◆ TEXTO PARA LEITURA
--------------------
Querido diário:
Não pensemos que desisti de falar sobre privatizações de prisões, de hospitais, de pontes, estradas, arrecadação de impostos, tudo. Mas hoje quero falar de coisas diversas. Primeiro: há pelo menos 30 anos, tinha a incumbência de ler o romance:
SVEVO, Italo. A consciência de Zeno.
Fi-lo (diria o sr. F. Temer) numa edição de 2003 da Folha de São Paulo, com tradução de Ivo Barroso. O original em italiano é de 1938.
Segundo: naquele ano, já estávamos (eu, hein?) acostumados à teoria da relatividade, o cubismo (?), o keynesianismo, e tudo aquilo, inclusive a Guerra Civil Espanhola e os primeiros signos da, assim chamada, II Guerra Mundial.
Terceiro: vou transcrever os cinco parágrafos finais do livro, páginas 382-383 em minha edição. Ergo quem não leu pode ler igual, que -em boa medida- isto pouco ou nada tem a ver com a trama geral da história, a não ser que pensemos que estas reflexões do aluno/amigo de James Joyce (aliás, pelo que leio do 'Ulysses', em minha imaginação, o Svevo é a cara de Leopold Boom) têm a ver diretamente com a psicanálise, objeto indireto de todo o livro. Quer dizer, não é bem isto... Vejo previsões de tudo o que aconteceu no mundo desde então: desde as lesões por esforço repetitivo da classe trabalhadora, à degradação do meio-ambiente, com destruição de espécies animais e vegetais, a bomba atômica, e por aí vai. Tudo e até mais nos cinco parágrafos.
--------------------
(Entradas de uma coleta de dados)

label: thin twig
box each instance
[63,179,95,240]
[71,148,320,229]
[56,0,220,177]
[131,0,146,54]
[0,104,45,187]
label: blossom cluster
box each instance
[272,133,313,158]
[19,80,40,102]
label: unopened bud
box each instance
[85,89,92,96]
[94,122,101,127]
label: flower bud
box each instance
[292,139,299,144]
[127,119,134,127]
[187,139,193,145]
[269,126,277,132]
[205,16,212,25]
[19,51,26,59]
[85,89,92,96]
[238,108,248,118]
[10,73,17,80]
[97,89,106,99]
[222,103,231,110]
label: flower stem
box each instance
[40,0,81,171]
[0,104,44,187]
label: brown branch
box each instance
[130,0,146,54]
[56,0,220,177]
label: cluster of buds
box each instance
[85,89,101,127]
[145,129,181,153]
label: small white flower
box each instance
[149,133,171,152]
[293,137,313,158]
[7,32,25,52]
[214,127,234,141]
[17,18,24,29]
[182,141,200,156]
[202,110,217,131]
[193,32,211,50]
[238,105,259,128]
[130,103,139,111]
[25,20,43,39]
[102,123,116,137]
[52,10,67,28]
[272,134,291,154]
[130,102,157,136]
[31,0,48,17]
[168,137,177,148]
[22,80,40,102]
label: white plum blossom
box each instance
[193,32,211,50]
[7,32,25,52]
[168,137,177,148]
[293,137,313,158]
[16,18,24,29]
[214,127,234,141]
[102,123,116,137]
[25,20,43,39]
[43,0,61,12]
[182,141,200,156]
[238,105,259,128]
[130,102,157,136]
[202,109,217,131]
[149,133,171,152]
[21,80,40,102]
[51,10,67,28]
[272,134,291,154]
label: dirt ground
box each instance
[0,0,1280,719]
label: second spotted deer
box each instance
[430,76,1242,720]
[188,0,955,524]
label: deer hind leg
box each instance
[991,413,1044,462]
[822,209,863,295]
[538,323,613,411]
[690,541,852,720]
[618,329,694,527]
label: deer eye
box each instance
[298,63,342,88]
--------------------
◆ INSTRUÇÕES DA TAREFA
Reproduza por inteiro a página de diário sobre A consciência de Zeno, lá em cima, sem mudar nenhuma palavra nem sinal.

◆ RESPOSTA
Querido diário:
Não pensemos que desisti de falar sobre privatizações de prisões, de hospitais, de pontes, estradas, arrecadação de impostos, tudo. Mas hoje quero falar de coisas diversas. Primeiro: há pelo menos 30 anos, tinha a incumbência de ler o romance:
SVEVO, Italo. A consciência de Zeno.
Fi-lo (diria o sr. F. Temer) numa edição de 2003 da Folha de São Paulo, com tradução de Ivo Barroso. O original em italiano é de 1938.
Segundo: naquele ano, já estávamos (eu, hein?) acostumados à teoria da relatividade, o cubismo (?), o keynesianismo, e tudo aquilo, inclusive a Guerra Civil Espanhola e os primeiros signos da, assim chamada, II Guerra Mundial.
Terceiro: vou transcrever os cinco parágrafos finais do livro, páginas 382-383 em minha edição. Ergo quem não leu pode ler igual, que -em boa medida- isto pouco ou nada tem a ver com a trama geral da história, a não ser que pensemos que estas reflexões do aluno/amigo de James Joyce (aliás, pelo que leio do 'Ulysses', em minha imaginação, o Svevo é a cara de Leopold Boom) têm a ver diretamente com a psicanálise, objeto indireto de todo o livro. Quer dizer, não é bem isto... Vejo previsões de tudo o que aconteceu no mundo desde então: desde as lesões por esforço repetitivo da classe trabalhadora, à degradação do meio-ambiente, com destruição de espécies animais e vegetais, a bomba atômica, e por aí vai. Tudo e até mais nos cinco parágrafos.